— BEGIN —

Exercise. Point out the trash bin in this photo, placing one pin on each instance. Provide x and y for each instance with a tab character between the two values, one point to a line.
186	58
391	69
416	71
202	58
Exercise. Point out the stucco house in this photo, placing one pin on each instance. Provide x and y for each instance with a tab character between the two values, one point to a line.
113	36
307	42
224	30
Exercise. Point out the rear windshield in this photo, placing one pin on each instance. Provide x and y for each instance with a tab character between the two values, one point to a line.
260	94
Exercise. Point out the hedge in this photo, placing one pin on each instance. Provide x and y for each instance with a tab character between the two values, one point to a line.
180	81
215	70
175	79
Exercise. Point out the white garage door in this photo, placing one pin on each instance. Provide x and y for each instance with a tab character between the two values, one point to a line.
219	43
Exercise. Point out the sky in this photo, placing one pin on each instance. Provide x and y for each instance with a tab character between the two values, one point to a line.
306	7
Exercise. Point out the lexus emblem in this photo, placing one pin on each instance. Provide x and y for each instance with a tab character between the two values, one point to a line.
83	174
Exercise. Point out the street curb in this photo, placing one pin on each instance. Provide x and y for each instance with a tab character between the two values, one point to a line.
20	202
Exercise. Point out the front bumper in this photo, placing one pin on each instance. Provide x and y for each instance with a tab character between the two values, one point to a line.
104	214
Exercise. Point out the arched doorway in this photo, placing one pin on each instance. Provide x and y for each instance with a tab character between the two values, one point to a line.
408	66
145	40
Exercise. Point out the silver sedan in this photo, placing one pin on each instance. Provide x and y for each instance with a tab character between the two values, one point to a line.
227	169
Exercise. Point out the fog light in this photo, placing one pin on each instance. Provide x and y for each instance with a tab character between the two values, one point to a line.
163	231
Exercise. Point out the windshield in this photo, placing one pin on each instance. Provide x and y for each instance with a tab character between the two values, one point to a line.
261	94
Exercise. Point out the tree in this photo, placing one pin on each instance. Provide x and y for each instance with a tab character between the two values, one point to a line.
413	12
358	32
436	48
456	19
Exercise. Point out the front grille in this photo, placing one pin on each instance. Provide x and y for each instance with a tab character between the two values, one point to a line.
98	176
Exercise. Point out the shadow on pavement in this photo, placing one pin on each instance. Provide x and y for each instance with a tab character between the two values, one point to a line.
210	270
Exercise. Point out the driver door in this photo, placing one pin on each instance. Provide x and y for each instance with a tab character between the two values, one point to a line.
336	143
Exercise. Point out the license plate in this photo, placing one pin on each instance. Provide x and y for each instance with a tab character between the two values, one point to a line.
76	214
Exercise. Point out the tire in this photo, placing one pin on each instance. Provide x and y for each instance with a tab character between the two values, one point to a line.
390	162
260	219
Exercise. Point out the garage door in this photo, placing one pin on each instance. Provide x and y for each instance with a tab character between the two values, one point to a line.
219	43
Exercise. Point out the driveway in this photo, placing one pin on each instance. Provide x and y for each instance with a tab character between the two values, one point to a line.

— END —

Exercise task: Reproduce every entry above, renaming "pin" to "marker" wherever it occurs and leaving everything else as it is.

Correct result:
Exercise. Point out the trash bin in this photo, placing one marker on each instance. Provide x and y for each instance with a tab character between the two values, one point to a line.
186	58
391	69
416	71
202	58
Exercise. Point out the stucco house in this photo, placing one marker on each instance. Provide x and y for each instance with a tab character between the two values, one point to a line.
113	36
307	42
224	30
Exercise. Point out the rear windshield in this photo, placing one marker on each instance. Provide x and y for each instance with a tab character between the two values, one point to a line.
260	94
Exercise. Point out the hedge in this photo, placing one marker on each instance. Provide x and y for each instance with a tab character between the two values, one point to a line.
180	81
215	70
175	79
Exercise. Point out the white garage door in this photo, placing one marker on each instance. Provide x and y for each instance with a tab character between the two values, one point to a line.
219	43
Exercise. Point out the sky in this photo, placing one marker on each instance. Provide x and y for each instance with a tab character between the two values, one point to a line.
306	7
Exercise. Point out the lexus emblem in this photo, placing one marker on each instance. Provide x and y for each instance with a tab character between the two values, one point to a line.
83	174
Exercise. Point out the street curb in this photo, placing one marker on each instance. Provide x and y for each instance with a tab character between the two values, one point to a line.
20	202
Exercise. Point out the front bumper in this photo, placing one marker on each instance. Provide x and y for each instance with a tab character between the two values, one point to a line.
104	214
Exercise. Point out the arched doorway in this photo, placing one marker on each instance. Provide x and y for each instance with a tab character between the two values, one point to a line.
408	66
145	40
Exercise. Point out the silver sedan in this photo, placing one marker on each instance. Provide x and y for each instance with a tab character between the two values, one point to a line.
227	169
Exercise. Point out the fog light in this photo, placing one marker on each instance. Provide x and y for each instance with a tab character between the two values, one point to a line.
163	231
Exercise. Point out the windshield in this photo, placing one marker on each instance. Provide x and y for each instance with a tab character between the two values, one point to a line.
261	94
Exercise. Point out the tree in this photo, placing one marker on each instance. Provide x and y for each instance with a tab character between the two values, one point to a line.
413	12
358	32
436	48
456	19
Exercise. Point out the front grille in this photo, placing one marker on each instance. Provide x and y for each instance with a tab character between the two values, one point to a line.
98	176
Exercise. Point out the shadow on pavement in this photo, placing one marker on each instance. Provide x and y for each instance with a tab character between the two values, one point to a line.
210	270
Exercise. Point out the driver door in this photo, placing one marker on each instance. Provide x and y for each instance with a tab character between the two values, one point to a line.
336	143
Exercise. Point out the license plate in this photo, placing one marker on each instance. Provide x and y for each instance with a tab character between the two values, one point to a line.
76	214
Exercise. Point out the tire in this photo, placing one marker on each instance. Provide x and y for each instance with a tab character between the two values, one point to a line.
390	162
260	219
Exercise. Point out the garage door in this photo, placing one marker on each instance. Provide x and y for each instance with a tab character between the two values, one point to a line.
219	43
Exercise. Point out the driveway in this photo, placing one marker on each instance. Provide x and y for each instance with a tab character between the two values, one point to a line.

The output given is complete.